[Items in a dataset]
· · · ·

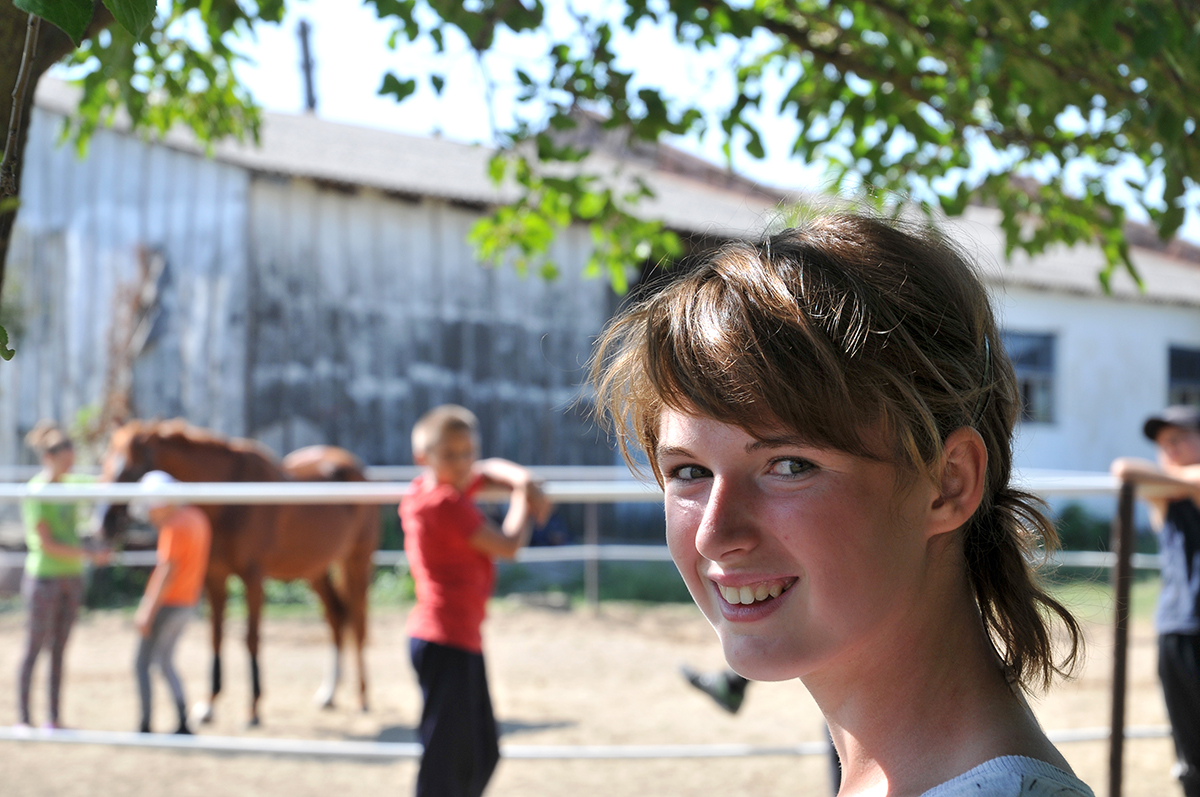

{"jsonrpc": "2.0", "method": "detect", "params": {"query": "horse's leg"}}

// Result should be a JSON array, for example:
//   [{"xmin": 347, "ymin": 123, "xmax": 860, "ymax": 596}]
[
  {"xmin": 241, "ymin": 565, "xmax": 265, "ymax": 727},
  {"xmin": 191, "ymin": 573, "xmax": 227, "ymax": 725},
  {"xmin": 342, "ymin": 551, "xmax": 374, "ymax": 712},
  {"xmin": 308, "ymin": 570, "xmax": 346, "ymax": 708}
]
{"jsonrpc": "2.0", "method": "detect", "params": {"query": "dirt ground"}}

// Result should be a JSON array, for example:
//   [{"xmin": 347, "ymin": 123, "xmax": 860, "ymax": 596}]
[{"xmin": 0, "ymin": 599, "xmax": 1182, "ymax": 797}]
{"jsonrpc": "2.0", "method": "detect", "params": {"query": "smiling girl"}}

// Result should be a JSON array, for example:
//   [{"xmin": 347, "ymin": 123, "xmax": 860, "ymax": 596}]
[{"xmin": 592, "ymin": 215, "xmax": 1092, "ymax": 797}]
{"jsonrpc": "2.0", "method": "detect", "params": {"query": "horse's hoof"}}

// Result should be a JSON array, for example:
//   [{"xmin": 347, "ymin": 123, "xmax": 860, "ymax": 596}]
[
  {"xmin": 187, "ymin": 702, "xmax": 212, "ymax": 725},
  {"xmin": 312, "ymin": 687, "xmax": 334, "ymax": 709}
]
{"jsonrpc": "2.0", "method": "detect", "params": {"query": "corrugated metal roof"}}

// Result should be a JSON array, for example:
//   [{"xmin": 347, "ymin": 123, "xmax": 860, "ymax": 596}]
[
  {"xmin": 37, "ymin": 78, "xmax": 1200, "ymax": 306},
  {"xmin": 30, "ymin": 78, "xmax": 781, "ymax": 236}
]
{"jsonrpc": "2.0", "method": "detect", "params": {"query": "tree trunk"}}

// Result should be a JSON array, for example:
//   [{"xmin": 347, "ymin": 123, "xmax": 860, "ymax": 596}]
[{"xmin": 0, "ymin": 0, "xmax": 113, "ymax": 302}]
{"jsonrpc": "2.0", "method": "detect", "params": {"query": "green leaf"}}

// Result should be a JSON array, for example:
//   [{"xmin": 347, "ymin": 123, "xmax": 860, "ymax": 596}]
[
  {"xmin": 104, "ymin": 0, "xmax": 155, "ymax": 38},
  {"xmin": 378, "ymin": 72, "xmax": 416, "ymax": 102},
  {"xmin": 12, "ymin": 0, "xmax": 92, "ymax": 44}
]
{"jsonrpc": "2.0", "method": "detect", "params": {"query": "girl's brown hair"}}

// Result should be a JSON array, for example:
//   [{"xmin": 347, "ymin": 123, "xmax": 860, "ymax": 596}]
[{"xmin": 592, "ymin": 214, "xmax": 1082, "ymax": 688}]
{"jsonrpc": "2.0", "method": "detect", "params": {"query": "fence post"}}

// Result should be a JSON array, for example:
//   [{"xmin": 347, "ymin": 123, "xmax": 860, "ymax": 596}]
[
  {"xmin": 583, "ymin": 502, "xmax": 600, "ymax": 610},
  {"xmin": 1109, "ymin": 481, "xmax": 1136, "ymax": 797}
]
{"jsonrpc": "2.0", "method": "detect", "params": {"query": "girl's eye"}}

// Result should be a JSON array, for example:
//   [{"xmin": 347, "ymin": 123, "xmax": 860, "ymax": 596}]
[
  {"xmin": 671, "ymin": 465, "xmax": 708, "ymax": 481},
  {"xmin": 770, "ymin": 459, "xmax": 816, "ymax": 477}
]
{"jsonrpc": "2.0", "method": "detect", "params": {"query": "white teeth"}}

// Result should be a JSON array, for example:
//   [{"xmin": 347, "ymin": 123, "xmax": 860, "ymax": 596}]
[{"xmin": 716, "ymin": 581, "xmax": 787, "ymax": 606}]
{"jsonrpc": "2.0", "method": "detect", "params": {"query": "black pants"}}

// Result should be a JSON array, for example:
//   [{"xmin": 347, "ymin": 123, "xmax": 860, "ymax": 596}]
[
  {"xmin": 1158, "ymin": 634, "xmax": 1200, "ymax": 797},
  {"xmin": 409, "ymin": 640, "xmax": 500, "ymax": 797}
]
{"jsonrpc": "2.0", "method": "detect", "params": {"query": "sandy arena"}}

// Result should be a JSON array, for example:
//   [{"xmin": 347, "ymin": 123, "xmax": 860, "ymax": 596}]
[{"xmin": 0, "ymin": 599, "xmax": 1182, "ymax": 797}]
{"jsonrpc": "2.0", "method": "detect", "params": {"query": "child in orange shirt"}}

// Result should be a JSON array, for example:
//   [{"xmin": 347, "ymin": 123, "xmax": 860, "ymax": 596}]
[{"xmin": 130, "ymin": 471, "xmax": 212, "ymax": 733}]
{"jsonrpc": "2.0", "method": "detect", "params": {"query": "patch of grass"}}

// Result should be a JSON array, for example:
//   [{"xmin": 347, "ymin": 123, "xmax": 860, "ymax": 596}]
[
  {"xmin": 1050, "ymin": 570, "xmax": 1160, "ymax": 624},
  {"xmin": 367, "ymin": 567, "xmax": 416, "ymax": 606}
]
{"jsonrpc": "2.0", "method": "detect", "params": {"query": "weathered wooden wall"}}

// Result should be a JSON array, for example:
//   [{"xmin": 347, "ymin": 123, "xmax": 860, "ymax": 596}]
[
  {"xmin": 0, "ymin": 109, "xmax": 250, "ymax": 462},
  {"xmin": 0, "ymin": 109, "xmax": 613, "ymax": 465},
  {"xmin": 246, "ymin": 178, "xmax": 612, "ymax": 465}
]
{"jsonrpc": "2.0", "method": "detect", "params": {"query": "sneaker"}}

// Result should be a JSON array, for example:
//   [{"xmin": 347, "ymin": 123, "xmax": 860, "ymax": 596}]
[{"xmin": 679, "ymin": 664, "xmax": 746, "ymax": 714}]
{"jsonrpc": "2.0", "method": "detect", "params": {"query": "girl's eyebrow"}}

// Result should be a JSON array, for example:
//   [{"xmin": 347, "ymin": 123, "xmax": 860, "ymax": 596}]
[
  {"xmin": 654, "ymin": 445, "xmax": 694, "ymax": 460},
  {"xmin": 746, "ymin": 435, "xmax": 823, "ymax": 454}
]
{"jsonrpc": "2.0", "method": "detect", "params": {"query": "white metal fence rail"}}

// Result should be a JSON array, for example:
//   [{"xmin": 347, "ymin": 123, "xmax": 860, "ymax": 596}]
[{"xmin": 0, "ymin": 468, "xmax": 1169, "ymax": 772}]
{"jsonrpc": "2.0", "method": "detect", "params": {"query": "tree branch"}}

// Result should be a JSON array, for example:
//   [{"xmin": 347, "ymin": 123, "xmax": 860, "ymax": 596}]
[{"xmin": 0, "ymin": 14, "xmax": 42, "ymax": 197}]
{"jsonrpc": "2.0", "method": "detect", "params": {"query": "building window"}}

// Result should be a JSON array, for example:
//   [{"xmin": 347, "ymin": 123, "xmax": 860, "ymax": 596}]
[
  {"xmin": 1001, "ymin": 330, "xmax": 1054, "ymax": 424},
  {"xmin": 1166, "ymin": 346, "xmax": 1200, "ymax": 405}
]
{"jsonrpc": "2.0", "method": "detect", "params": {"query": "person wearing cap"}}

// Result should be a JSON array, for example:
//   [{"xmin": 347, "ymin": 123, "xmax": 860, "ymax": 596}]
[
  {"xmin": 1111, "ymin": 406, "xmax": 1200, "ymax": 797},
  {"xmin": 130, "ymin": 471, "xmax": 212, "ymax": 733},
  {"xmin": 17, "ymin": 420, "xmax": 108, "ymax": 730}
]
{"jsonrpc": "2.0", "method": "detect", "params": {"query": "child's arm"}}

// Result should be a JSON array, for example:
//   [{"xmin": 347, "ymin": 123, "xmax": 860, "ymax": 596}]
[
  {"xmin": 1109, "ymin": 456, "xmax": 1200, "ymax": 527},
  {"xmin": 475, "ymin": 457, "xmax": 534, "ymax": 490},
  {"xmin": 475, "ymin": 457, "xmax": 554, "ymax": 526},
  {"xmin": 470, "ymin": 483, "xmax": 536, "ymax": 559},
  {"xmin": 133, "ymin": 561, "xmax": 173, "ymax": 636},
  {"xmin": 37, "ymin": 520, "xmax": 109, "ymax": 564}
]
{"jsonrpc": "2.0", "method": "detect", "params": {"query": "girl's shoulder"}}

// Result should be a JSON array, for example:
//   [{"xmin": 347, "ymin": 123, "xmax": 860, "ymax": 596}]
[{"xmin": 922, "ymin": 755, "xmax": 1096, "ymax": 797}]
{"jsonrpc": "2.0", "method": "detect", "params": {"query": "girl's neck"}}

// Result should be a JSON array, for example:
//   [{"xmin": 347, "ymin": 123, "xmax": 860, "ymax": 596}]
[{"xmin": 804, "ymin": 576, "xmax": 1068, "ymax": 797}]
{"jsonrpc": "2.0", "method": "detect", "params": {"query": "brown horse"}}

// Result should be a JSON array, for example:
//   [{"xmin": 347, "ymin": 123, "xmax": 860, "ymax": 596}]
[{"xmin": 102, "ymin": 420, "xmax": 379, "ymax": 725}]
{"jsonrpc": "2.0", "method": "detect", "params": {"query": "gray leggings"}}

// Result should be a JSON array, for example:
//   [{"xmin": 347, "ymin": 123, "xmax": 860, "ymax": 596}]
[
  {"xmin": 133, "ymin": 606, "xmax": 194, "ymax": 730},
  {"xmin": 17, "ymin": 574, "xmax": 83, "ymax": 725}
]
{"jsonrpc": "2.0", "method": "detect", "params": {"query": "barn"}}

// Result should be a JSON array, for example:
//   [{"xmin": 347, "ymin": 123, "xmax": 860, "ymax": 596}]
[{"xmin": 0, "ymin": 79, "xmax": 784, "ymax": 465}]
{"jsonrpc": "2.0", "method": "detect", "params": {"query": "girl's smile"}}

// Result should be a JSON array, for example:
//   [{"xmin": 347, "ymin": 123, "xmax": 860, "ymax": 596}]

· · · ·

### What to produce
List every line in the items above that contains the string "girl".

### Result
{"jsonrpc": "2.0", "method": "detect", "params": {"query": "smiling girl"}}
{"jsonrpc": "2.0", "method": "detect", "params": {"query": "girl's brown hair"}}
{"jsonrpc": "2.0", "method": "detect", "params": {"query": "girl's eye"}}
{"jsonrpc": "2.0", "method": "detect", "params": {"query": "girl's eyebrow"}}
{"jsonrpc": "2.0", "method": "detect", "params": {"query": "girl's shoulder"}}
{"jsonrpc": "2.0", "method": "detect", "params": {"query": "girl's neck"}}
{"jsonrpc": "2.0", "method": "detect", "params": {"query": "girl's smile"}}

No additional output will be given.